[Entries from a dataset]
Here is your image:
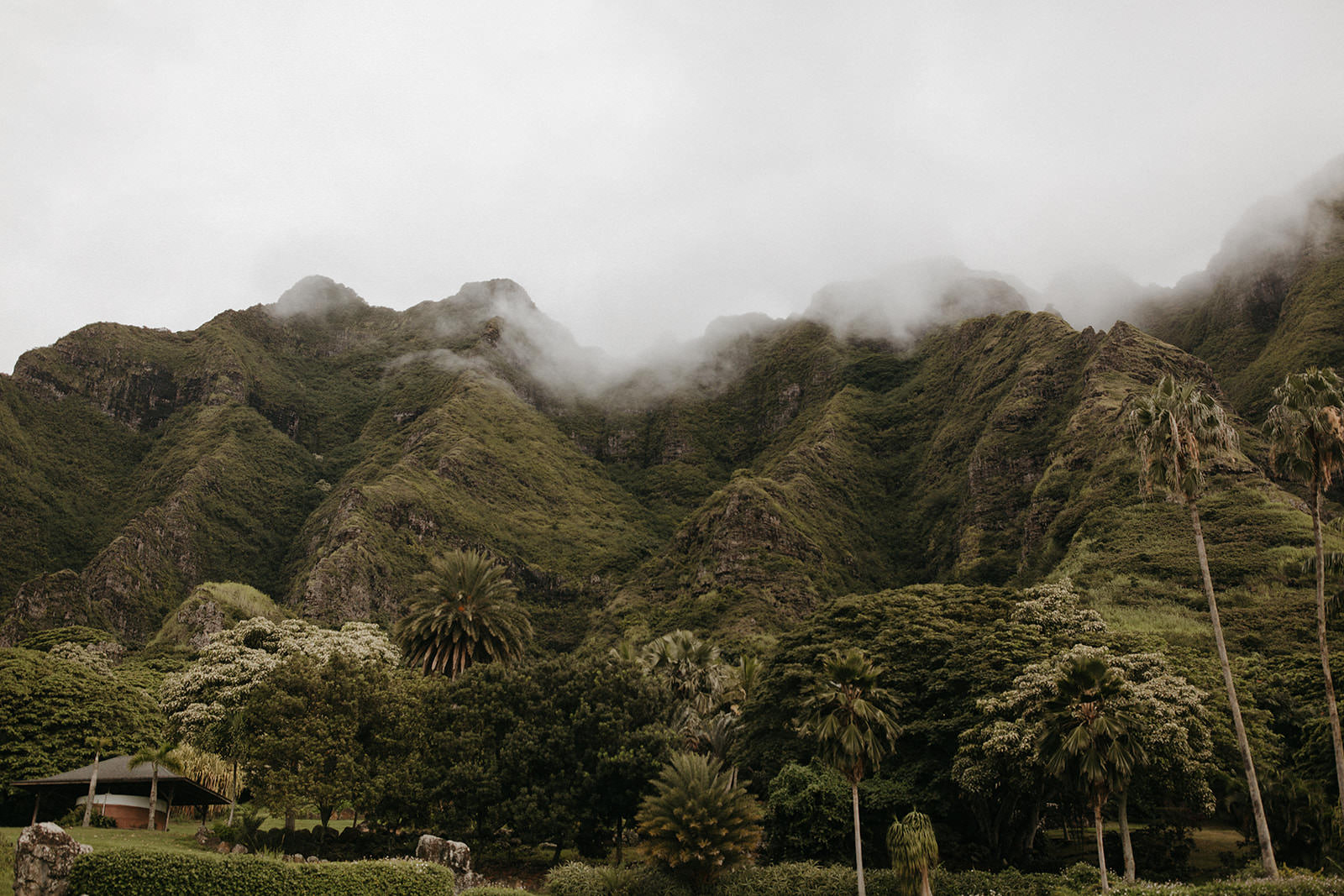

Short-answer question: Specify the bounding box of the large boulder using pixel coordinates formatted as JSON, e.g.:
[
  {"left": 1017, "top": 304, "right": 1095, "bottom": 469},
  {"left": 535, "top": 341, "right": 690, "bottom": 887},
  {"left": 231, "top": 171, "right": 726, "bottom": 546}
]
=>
[
  {"left": 415, "top": 834, "right": 472, "bottom": 876},
  {"left": 13, "top": 820, "right": 92, "bottom": 896}
]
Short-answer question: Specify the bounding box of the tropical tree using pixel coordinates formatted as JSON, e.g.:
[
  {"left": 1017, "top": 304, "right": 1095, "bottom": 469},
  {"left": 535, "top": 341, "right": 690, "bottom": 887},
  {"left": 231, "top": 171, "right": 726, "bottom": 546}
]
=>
[
  {"left": 637, "top": 752, "right": 761, "bottom": 889},
  {"left": 887, "top": 810, "right": 938, "bottom": 896},
  {"left": 79, "top": 735, "right": 112, "bottom": 827},
  {"left": 130, "top": 740, "right": 181, "bottom": 831},
  {"left": 1042, "top": 656, "right": 1147, "bottom": 891},
  {"left": 1265, "top": 367, "right": 1344, "bottom": 818},
  {"left": 1129, "top": 375, "right": 1278, "bottom": 878},
  {"left": 800, "top": 647, "right": 896, "bottom": 896},
  {"left": 632, "top": 629, "right": 759, "bottom": 762},
  {"left": 395, "top": 551, "right": 533, "bottom": 679}
]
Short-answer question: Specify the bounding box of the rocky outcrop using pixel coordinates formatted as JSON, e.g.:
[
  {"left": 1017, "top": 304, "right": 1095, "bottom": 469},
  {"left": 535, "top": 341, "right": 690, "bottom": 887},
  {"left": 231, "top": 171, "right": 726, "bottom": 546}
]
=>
[
  {"left": 0, "top": 569, "right": 91, "bottom": 647},
  {"left": 13, "top": 820, "right": 92, "bottom": 896},
  {"left": 415, "top": 834, "right": 480, "bottom": 888}
]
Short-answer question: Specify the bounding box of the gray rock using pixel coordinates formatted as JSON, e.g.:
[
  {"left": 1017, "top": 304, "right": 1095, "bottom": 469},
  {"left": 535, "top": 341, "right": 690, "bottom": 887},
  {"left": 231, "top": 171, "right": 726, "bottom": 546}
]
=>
[
  {"left": 13, "top": 820, "right": 92, "bottom": 896},
  {"left": 415, "top": 834, "right": 472, "bottom": 874}
]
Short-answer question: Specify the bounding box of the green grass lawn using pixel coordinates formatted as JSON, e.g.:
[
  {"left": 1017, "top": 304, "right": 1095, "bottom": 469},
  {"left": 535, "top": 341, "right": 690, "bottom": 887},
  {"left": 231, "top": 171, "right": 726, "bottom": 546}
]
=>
[{"left": 1044, "top": 820, "right": 1259, "bottom": 883}]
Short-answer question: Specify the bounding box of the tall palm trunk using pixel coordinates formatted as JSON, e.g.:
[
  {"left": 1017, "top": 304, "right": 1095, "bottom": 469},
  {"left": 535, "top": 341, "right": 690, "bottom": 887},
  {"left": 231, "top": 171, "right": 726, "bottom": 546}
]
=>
[
  {"left": 1188, "top": 507, "right": 1278, "bottom": 878},
  {"left": 146, "top": 762, "right": 159, "bottom": 831},
  {"left": 81, "top": 752, "right": 101, "bottom": 827},
  {"left": 228, "top": 759, "right": 238, "bottom": 827},
  {"left": 1116, "top": 790, "right": 1134, "bottom": 884},
  {"left": 1093, "top": 795, "right": 1110, "bottom": 893},
  {"left": 1312, "top": 478, "right": 1344, "bottom": 818},
  {"left": 849, "top": 780, "right": 869, "bottom": 896}
]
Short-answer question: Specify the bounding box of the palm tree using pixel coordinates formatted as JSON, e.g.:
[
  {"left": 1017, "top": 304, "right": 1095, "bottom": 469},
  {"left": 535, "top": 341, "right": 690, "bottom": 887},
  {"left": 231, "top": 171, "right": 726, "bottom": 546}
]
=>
[
  {"left": 1042, "top": 656, "right": 1147, "bottom": 892},
  {"left": 130, "top": 741, "right": 181, "bottom": 831},
  {"left": 638, "top": 629, "right": 737, "bottom": 752},
  {"left": 81, "top": 735, "right": 112, "bottom": 827},
  {"left": 637, "top": 752, "right": 761, "bottom": 892},
  {"left": 395, "top": 551, "right": 533, "bottom": 679},
  {"left": 887, "top": 810, "right": 938, "bottom": 896},
  {"left": 1129, "top": 375, "right": 1278, "bottom": 878},
  {"left": 1265, "top": 367, "right": 1344, "bottom": 817},
  {"left": 801, "top": 647, "right": 896, "bottom": 896}
]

→ **SHORT EXERCISE**
Every entry must be written out exactly, with all pictures left out.

→ **SOLUTION TO THE PROBLEM**
Here is your image:

Short-answer question: Specify the bounding box of the large boulder using pixel coordinates formatted as JSON, e.g.:
[
  {"left": 1017, "top": 304, "right": 1095, "bottom": 469},
  {"left": 535, "top": 341, "right": 690, "bottom": 887},
  {"left": 231, "top": 171, "right": 726, "bottom": 546}
]
=>
[
  {"left": 415, "top": 834, "right": 472, "bottom": 876},
  {"left": 13, "top": 820, "right": 92, "bottom": 896}
]
Short-answer question: Specify the bounding box of the tropical tree using pixel coordinates formatted as JSON, e.g.:
[
  {"left": 1017, "top": 304, "right": 1095, "bottom": 469},
  {"left": 535, "top": 341, "right": 690, "bottom": 887},
  {"left": 231, "top": 171, "right": 726, "bottom": 546}
]
=>
[
  {"left": 637, "top": 752, "right": 761, "bottom": 889},
  {"left": 887, "top": 810, "right": 938, "bottom": 896},
  {"left": 79, "top": 735, "right": 112, "bottom": 827},
  {"left": 130, "top": 740, "right": 181, "bottom": 831},
  {"left": 1042, "top": 656, "right": 1147, "bottom": 891},
  {"left": 1265, "top": 367, "right": 1344, "bottom": 818},
  {"left": 1129, "top": 375, "right": 1278, "bottom": 878},
  {"left": 800, "top": 647, "right": 896, "bottom": 896},
  {"left": 632, "top": 629, "right": 759, "bottom": 762},
  {"left": 395, "top": 551, "right": 533, "bottom": 679}
]
Short-answer question: Specify the bounding box of the rocky outcrop using pixel coordinates formatted as JSON, e.g.:
[
  {"left": 1017, "top": 304, "right": 1095, "bottom": 469},
  {"left": 535, "top": 341, "right": 690, "bottom": 887},
  {"left": 231, "top": 171, "right": 726, "bottom": 546}
]
=>
[
  {"left": 0, "top": 569, "right": 91, "bottom": 647},
  {"left": 13, "top": 820, "right": 92, "bottom": 896},
  {"left": 415, "top": 834, "right": 480, "bottom": 888}
]
Short-answer question: Specify the bounding box of the gray rock using pixel coordinates formatted as JSON, e.g.:
[
  {"left": 1017, "top": 304, "right": 1095, "bottom": 469},
  {"left": 535, "top": 341, "right": 690, "bottom": 887},
  {"left": 231, "top": 171, "right": 726, "bottom": 546}
]
=>
[
  {"left": 13, "top": 820, "right": 92, "bottom": 896},
  {"left": 415, "top": 834, "right": 472, "bottom": 874}
]
Short-answer question: Specify the bounding box of the green grass lawn using pixel coordinates formatted as JSON, e.g.:
[
  {"left": 1017, "top": 304, "right": 1095, "bottom": 469},
  {"left": 535, "top": 341, "right": 690, "bottom": 887},
  {"left": 231, "top": 171, "right": 726, "bottom": 546}
]
=>
[{"left": 1044, "top": 820, "right": 1259, "bottom": 883}]
Short-answer question: Specify the bounding box of the tall palm trunk using pixel coordinates formatted as JSON, e.g.:
[
  {"left": 1017, "top": 304, "right": 1095, "bottom": 469},
  {"left": 535, "top": 341, "right": 690, "bottom": 887},
  {"left": 231, "top": 171, "right": 726, "bottom": 546}
]
=>
[
  {"left": 1188, "top": 507, "right": 1278, "bottom": 878},
  {"left": 146, "top": 762, "right": 159, "bottom": 831},
  {"left": 81, "top": 752, "right": 101, "bottom": 827},
  {"left": 228, "top": 759, "right": 238, "bottom": 827},
  {"left": 1116, "top": 790, "right": 1134, "bottom": 884},
  {"left": 1093, "top": 795, "right": 1110, "bottom": 893},
  {"left": 1312, "top": 478, "right": 1344, "bottom": 818},
  {"left": 849, "top": 780, "right": 869, "bottom": 896}
]
Short-answer question: Specify the bounding box of the palm tree using pixel coordinates formatted as JSON, e.g.:
[
  {"left": 1017, "top": 304, "right": 1095, "bottom": 469},
  {"left": 535, "top": 341, "right": 690, "bottom": 887},
  {"left": 231, "top": 171, "right": 726, "bottom": 546}
]
=>
[
  {"left": 1042, "top": 656, "right": 1147, "bottom": 892},
  {"left": 130, "top": 741, "right": 181, "bottom": 831},
  {"left": 638, "top": 629, "right": 737, "bottom": 752},
  {"left": 81, "top": 735, "right": 112, "bottom": 827},
  {"left": 637, "top": 752, "right": 761, "bottom": 892},
  {"left": 395, "top": 551, "right": 533, "bottom": 679},
  {"left": 887, "top": 810, "right": 938, "bottom": 896},
  {"left": 1129, "top": 375, "right": 1278, "bottom": 878},
  {"left": 1265, "top": 367, "right": 1344, "bottom": 817},
  {"left": 801, "top": 647, "right": 896, "bottom": 896}
]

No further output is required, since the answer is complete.